Exercise task: Please count the lines in the rows below that contain the string "label", and reply with only that number.

(Items from a data source)
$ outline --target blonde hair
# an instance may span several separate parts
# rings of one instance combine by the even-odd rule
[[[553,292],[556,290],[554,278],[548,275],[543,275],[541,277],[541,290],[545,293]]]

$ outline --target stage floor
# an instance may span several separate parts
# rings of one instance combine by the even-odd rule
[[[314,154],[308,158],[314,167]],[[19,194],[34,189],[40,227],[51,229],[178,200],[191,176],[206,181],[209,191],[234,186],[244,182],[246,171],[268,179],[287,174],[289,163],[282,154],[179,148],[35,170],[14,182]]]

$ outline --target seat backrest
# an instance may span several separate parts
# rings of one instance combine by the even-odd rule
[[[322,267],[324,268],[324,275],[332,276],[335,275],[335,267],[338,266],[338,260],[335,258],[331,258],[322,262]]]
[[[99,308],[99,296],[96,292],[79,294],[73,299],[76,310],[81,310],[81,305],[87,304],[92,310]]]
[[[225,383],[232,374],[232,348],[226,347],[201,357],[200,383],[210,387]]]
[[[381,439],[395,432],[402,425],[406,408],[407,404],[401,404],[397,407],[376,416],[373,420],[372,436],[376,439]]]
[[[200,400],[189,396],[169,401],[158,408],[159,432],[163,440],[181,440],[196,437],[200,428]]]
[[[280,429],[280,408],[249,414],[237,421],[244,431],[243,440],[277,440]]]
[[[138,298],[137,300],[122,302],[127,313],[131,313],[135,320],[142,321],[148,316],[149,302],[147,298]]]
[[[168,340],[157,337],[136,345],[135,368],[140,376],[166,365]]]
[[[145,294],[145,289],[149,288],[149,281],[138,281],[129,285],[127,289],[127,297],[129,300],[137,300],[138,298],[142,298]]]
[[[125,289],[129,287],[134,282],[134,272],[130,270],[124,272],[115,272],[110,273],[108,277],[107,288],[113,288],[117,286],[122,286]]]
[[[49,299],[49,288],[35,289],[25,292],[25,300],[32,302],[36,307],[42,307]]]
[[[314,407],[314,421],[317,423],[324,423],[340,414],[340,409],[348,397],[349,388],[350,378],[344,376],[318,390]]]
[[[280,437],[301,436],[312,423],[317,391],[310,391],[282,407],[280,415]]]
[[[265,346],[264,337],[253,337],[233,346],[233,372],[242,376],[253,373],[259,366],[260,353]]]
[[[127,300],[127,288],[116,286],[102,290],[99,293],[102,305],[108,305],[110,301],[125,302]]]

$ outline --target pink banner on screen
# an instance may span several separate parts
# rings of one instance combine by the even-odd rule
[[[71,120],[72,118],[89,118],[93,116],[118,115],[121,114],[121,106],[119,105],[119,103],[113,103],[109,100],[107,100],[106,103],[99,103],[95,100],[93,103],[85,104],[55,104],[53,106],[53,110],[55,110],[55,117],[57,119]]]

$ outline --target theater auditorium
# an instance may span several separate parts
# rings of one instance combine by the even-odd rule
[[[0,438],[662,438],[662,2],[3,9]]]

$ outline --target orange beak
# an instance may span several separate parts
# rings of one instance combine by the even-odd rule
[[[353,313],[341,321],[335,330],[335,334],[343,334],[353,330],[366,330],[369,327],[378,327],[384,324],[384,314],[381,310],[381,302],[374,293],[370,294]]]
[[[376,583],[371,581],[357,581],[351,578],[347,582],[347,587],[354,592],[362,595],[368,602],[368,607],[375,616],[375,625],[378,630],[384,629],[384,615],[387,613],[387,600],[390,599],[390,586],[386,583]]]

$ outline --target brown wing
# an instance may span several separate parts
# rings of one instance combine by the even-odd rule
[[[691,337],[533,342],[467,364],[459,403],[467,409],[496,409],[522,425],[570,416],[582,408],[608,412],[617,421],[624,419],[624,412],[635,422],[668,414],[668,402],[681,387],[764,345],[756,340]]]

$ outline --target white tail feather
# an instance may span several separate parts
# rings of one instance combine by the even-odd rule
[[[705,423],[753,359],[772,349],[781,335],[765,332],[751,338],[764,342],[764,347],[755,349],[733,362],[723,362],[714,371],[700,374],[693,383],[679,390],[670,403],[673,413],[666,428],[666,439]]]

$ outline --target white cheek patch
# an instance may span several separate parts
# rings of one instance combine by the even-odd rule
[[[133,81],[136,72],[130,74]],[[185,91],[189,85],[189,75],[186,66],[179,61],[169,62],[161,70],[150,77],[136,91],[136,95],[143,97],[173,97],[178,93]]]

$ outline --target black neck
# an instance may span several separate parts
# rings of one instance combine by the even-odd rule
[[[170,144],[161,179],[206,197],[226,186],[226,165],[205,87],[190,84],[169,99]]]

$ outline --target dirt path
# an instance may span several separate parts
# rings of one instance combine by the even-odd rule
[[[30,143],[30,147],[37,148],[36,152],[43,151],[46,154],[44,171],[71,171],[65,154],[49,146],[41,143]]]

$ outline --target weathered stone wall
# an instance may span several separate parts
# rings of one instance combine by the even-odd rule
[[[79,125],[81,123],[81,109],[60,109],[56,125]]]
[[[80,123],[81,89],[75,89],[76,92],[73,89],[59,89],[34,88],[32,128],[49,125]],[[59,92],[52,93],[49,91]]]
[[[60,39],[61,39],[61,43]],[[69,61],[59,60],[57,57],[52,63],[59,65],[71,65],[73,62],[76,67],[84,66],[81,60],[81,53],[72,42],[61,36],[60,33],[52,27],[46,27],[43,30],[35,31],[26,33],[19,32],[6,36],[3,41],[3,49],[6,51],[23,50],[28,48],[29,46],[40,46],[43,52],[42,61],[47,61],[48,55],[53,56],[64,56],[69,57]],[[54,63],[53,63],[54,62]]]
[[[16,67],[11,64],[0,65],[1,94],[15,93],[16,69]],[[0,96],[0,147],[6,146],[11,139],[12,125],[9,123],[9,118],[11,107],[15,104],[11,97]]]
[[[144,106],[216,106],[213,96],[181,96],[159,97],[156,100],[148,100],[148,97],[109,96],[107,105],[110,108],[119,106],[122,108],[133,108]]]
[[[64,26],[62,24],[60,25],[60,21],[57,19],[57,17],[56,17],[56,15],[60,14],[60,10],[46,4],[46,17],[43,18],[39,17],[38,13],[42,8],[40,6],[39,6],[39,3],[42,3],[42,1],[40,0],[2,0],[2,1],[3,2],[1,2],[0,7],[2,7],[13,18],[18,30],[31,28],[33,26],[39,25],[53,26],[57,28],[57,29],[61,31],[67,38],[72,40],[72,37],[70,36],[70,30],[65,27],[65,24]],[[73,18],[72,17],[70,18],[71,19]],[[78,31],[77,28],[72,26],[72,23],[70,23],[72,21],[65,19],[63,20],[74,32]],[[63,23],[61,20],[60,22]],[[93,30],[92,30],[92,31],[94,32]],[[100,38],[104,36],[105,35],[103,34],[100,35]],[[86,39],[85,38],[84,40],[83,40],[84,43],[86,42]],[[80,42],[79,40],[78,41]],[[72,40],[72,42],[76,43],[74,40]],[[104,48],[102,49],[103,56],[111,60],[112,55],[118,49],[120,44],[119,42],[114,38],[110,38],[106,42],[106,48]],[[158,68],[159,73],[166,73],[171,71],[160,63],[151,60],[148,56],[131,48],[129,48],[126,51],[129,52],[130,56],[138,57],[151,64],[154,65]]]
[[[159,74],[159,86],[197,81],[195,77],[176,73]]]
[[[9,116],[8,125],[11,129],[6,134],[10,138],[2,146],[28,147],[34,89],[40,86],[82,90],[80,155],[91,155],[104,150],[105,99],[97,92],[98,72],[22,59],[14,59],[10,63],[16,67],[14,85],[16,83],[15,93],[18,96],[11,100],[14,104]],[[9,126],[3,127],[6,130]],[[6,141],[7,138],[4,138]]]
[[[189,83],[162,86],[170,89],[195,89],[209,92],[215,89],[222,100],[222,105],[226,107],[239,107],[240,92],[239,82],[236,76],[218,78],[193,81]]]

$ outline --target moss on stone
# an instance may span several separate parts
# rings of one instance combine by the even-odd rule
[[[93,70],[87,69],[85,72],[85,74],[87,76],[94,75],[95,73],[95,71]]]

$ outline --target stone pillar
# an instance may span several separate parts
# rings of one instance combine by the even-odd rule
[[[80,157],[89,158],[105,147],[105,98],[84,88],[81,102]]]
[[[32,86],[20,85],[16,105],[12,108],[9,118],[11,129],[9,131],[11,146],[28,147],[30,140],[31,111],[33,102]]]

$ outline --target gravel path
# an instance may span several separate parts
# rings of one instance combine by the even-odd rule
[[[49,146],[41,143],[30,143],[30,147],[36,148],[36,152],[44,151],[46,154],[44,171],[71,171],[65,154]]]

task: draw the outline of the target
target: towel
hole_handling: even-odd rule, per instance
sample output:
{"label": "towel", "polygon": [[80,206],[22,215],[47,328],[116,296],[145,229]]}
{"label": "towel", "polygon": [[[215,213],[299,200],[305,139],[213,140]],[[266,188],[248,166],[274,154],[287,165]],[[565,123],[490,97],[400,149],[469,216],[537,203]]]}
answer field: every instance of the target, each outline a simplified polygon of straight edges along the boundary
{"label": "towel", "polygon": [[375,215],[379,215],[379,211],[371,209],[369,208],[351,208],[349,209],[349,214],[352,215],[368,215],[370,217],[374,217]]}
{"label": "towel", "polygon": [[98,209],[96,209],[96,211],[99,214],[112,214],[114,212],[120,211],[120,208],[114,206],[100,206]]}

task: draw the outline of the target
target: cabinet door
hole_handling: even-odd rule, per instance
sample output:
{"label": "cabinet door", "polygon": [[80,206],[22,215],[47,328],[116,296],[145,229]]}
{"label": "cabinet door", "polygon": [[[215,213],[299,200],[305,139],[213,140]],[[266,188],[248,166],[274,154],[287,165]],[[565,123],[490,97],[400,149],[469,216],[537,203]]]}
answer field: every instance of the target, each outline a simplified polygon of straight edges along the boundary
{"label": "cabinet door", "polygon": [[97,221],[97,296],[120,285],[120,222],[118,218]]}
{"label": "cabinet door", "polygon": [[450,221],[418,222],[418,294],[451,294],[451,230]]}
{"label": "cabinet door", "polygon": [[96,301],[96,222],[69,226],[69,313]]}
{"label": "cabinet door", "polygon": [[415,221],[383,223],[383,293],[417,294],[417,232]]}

The solution: 10